Excerpts of location labeling data:
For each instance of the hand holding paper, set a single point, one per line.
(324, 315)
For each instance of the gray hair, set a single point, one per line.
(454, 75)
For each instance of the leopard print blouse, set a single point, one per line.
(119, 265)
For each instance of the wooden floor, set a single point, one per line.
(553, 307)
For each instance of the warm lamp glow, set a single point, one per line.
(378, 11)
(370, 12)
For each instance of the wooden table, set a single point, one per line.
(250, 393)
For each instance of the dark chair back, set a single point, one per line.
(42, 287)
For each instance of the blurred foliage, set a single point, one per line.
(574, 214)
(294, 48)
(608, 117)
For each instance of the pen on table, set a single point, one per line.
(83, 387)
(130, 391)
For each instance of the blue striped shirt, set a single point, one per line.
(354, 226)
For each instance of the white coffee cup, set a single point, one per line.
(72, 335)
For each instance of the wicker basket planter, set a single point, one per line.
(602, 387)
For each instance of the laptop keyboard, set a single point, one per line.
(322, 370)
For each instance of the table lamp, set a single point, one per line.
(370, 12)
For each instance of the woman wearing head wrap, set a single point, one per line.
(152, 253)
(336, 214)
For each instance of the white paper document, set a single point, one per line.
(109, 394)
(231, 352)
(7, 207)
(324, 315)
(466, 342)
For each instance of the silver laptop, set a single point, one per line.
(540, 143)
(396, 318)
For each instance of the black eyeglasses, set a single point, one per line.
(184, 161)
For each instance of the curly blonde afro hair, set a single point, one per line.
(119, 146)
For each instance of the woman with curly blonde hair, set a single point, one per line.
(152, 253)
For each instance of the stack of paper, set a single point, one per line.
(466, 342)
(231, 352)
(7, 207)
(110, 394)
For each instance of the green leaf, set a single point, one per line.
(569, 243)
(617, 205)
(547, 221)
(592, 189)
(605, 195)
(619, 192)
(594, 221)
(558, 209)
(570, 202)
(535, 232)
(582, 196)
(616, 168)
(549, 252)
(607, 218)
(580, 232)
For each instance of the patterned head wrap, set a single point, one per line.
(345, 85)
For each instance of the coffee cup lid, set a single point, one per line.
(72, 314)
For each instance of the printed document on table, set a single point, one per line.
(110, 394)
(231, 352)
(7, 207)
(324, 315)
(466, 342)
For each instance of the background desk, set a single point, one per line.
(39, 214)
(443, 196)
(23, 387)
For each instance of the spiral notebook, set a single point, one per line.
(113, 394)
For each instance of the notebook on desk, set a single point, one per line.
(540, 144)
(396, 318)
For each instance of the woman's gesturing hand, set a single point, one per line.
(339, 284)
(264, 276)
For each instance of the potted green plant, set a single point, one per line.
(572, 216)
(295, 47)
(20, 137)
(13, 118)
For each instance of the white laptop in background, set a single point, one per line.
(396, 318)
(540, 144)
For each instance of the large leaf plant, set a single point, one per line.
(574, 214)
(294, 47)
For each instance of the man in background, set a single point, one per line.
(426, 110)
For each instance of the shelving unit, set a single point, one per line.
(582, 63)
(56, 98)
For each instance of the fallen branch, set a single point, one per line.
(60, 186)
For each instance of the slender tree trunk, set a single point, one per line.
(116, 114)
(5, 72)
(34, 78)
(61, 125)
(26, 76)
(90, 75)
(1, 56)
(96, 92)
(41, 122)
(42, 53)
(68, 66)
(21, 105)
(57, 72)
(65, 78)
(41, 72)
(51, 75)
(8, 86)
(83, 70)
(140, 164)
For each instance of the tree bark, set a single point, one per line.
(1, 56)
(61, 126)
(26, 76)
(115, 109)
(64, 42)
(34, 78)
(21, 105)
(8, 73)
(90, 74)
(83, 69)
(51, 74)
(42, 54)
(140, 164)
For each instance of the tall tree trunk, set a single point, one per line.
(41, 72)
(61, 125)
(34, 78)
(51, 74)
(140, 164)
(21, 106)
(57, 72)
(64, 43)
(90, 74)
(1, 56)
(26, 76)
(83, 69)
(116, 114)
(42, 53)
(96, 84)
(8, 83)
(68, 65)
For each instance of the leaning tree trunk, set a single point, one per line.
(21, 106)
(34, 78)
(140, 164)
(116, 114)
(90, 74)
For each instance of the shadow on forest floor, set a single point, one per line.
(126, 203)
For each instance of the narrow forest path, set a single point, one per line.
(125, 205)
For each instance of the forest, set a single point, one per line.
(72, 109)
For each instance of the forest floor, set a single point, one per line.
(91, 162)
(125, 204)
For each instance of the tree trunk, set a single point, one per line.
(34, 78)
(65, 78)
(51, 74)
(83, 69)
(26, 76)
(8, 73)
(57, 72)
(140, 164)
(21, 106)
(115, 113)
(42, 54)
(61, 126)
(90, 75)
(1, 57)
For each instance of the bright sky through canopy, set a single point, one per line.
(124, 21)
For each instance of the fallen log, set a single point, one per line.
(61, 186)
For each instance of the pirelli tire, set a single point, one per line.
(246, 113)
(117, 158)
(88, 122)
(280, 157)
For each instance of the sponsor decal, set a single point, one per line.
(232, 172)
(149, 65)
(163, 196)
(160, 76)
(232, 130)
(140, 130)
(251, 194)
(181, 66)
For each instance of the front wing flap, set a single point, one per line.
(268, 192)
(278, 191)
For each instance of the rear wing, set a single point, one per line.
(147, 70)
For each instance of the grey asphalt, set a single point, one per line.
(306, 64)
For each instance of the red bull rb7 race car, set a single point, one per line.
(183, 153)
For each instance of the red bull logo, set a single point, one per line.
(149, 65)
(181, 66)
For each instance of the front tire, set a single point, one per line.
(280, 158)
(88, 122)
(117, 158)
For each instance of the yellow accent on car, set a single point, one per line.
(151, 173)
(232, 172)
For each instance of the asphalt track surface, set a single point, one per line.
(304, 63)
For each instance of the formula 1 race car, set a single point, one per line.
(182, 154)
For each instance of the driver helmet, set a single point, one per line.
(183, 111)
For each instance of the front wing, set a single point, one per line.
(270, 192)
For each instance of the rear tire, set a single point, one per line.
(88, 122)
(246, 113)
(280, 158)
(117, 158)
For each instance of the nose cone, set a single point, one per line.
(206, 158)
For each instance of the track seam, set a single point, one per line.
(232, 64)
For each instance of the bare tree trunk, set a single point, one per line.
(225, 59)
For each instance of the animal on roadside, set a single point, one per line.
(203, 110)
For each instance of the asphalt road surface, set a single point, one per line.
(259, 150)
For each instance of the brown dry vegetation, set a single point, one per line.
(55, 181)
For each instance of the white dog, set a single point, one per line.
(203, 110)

▸ EXERCISE DIRECTIONS
Repeat, without changes, every line from the one that contains "For each instance of the bright" through the final line of the data.

▸ TASK RESULT
For each instance of the bright sky through canopy, set a single point, one per line.
(124, 21)
For each instance of the fallen log, set a single point, one per line.
(61, 186)
For each instance of the pirelli tire, set a single point, one per line.
(246, 113)
(117, 158)
(88, 122)
(280, 157)
For each instance of the sponsor decal, set a single point, one per line.
(232, 172)
(149, 65)
(163, 196)
(160, 76)
(232, 130)
(140, 130)
(251, 194)
(181, 66)
For each instance of the front wing flap, set a single point, one per line.
(268, 192)
(278, 191)
For each instance of the rear wing, set a single point, one per line.
(147, 70)
For each instance of the grey asphalt, set a single point, one per line.
(306, 64)
For each instance of the red bull rb7 race car, set a single point, one per line.
(183, 153)
For each instance of the red bull logo, set a single point, one per line.
(149, 65)
(181, 66)
For each instance of the front tire, set a single point, one per line.
(280, 158)
(88, 122)
(117, 158)
For each instance of the yellow accent on car, set a single point, one per line.
(151, 173)
(232, 172)
For each instance of the asphalt track surface, set a single point, one per line.
(304, 63)
For each instance of the formula 1 race car, set a single point, one per line.
(182, 154)
For each instance of the driver helmet, set a single point, one per line.
(183, 111)
For each instance of the front wing, set a single point, one per line.
(270, 192)
For each instance of the rear tire, set a single point, one per line.
(88, 122)
(246, 113)
(280, 158)
(117, 158)
For each instance of the nose cone, set a single point, one per line.
(206, 158)
For each instance of the track seam, set a single point, one per line.
(232, 64)
For each instance of the bare tree trunk, set a single point, one per line.
(225, 59)
For each instance of the animal on roadside, set a single point, one per line.
(203, 110)
For each instance of the asphalt road surface, set a single point, one per line.
(259, 150)
For each instance of the brown dry vegetation, set a single point, one per line.
(55, 181)
For each instance of the white dog, set a single point, one per line.
(203, 110)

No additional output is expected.